Of course today is relevant. One problem as of today is that it is not practical to recharge an Australian EV with power from the UK. We typically use the grid power we have here today. Some of us may have a PV supply. Even a modest recharge of a large EV such as the Tesla with a 75 or 100kWh battery needs a very large PV array 10kW or more for even a half charge assuming it is at home all day.

Any EV in Australia primarily charged for the mains remains an expensive indulgence. That’s ok as we all indulge.

The UK does have a lower carbon grid, due to large scale generation from nuclear power and natural gas as well as renewables and coal.

Notably the UK has nearly halved it’s total equivalent CO2 green house gas emissions since 1990. Australia is a long way short of that level of performance. It has very little to do with EV’s although the UK did have electric milk carts long before Elon Musk put a battery in a car.


#122

What is the opportunity for Electric and Alternate Vehicle Fuels?

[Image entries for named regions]
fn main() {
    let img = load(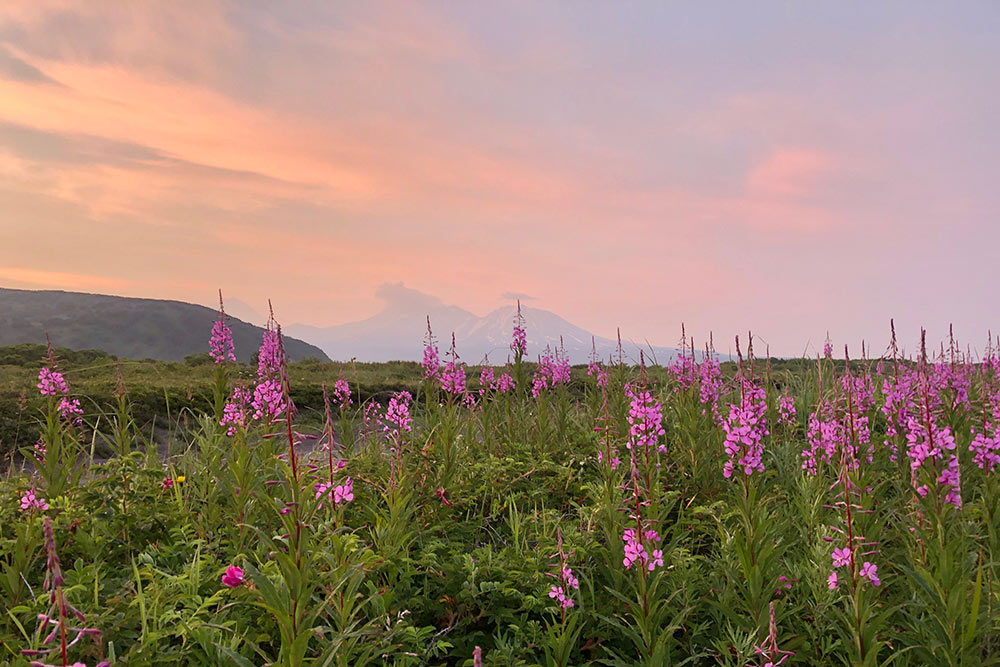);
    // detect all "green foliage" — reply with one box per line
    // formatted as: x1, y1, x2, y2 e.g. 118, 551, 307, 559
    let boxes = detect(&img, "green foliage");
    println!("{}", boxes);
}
0, 346, 1000, 667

INSTRUCTIONS TO FOLLOW
Continue the text on charging electric vehicles in Australia, picking up right after its final line.

TASK RESPONSE
One big assumption: that the style, type and size of the vehicles we use over the next decade remains similar to the present. And our lifestyle choices, work and vehicle usage does not change significantly.

One way to make a big difference that is currently socially and politically unlikely: It would save significant expense and green house gas production if we had fewer vehicles and lived differently. All school age children might be walking to the nearest school or catching a bus. More of us would work from home (Tele/net working) if we had an NBN that was fit for purpose? Of course this needs no new technology or even electric cars. Perhaps electric assist bicycles would help the transition. This way forward may also be unacceptable to the motor vehicle industry with its annual >$100b tunnover being halved?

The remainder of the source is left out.